No mais recente trabalho de Ciro Guerra, adaptado do romance “Waiting For The Barbarians“, do escritor J. M. Coetzee, somos levados para o meio do deserto numa fronteira dominada por um Império sem nome, na qual uma pequena comunidade vive e sobrevive de forma aparentemente harmoniosa, mesmo estando constantemente alerta quanto a um possível ataque dos “bárbaros”. Toda esta paz é perturbada pela chegada das chefias do Império, sendo que durante quase duas horas somos desafiados a um jogo de ética, sadismo, e alguma paciência.

Tudo se inicia com um Magistrado honrado cuja comunidade o respeita, pois este sabe perfeitamente até onde pode ir com os seus ditos “inimigos”. Brilhantemente interpretado por Mark Rylance, este apenas se preocupa em tomar simples decisões burocráticas, funcionando como uma espécie de justiceiro nesta pequena comunidade: tal como decidir quem tem razão em ficar com um porco. O cenário é poeirento e cedo compreendemos a realidade pacata deste pequeno forte. Uma balança que é desequilibrada com a chegada da armada do Coronel Joll, uma performance sem água na fervura por parte de Johnny Depp.

Mark Rylance

A hierarquia de Joll desde cedo se faz sentir, chocado de frente com a passividade do Magistrado para com os rebeldes nómadas por esse deserto fora. O Império em primeiro lugar, e para o defender todos os métodos são válidos, desde que no fim se consiga obter sempre a verdade. Desde logo percebemos que os métodos utilizados pelo torturador Joll angustiam o Magistrado, que vê nos “bárbaros” homens inocentes.

## Tarefa proposta 1
No excerto, que ator interpreta o Coronel Joll?
## Tarefa proposta 2
Reproduza fielmente o trecho do excerto que vai de "No mais recente" até "e alguma paciência.", inclusive.
Os registos não têm qualquer relação com o excerto.

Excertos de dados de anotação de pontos
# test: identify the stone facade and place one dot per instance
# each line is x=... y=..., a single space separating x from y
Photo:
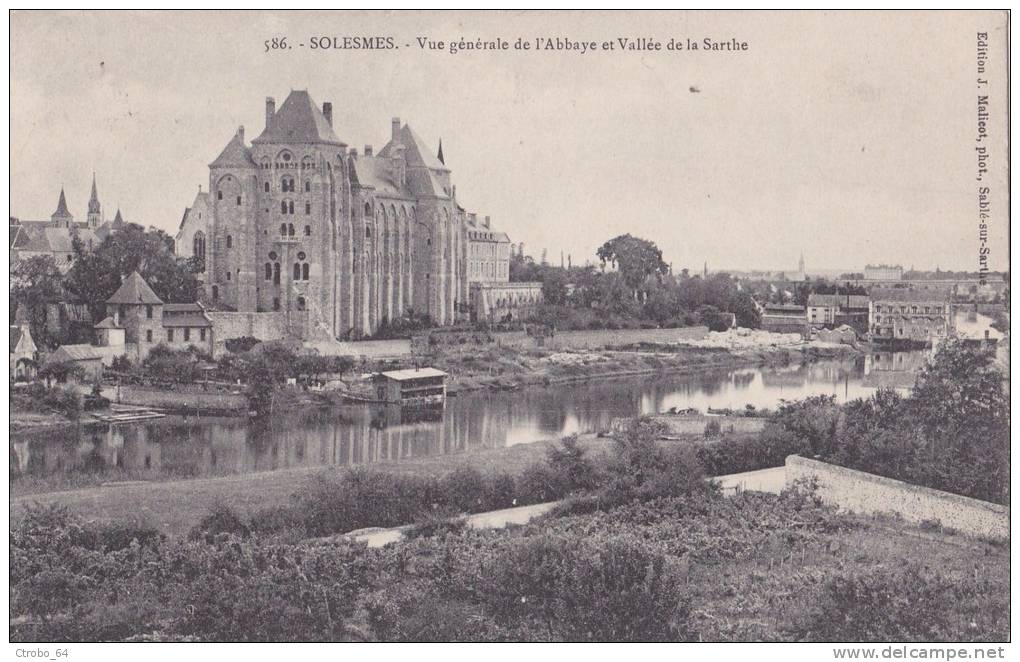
x=191 y=238
x=336 y=241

## Resolução 1
Johnny Depp.

## Resolução 2
No mais recente trabalho de Ciro Guerra, adaptado do romance “Waiting For The Barbarians“, do escritor J. M. Coetzee, somos levados para o meio do deserto numa fronteira dominada por um Império sem nome, na qual uma pequena comunidade vive e sobrevive de forma aparentemente harmoniosa, mesmo estando constantemente alerta quanto a um possível ataque dos “bárbaros”. Toda esta paz é perturbada pela chegada das chefias do Império, sendo que durante quase duas horas somos desafiados a um jogo de ética, sadismo, e alguma paciência.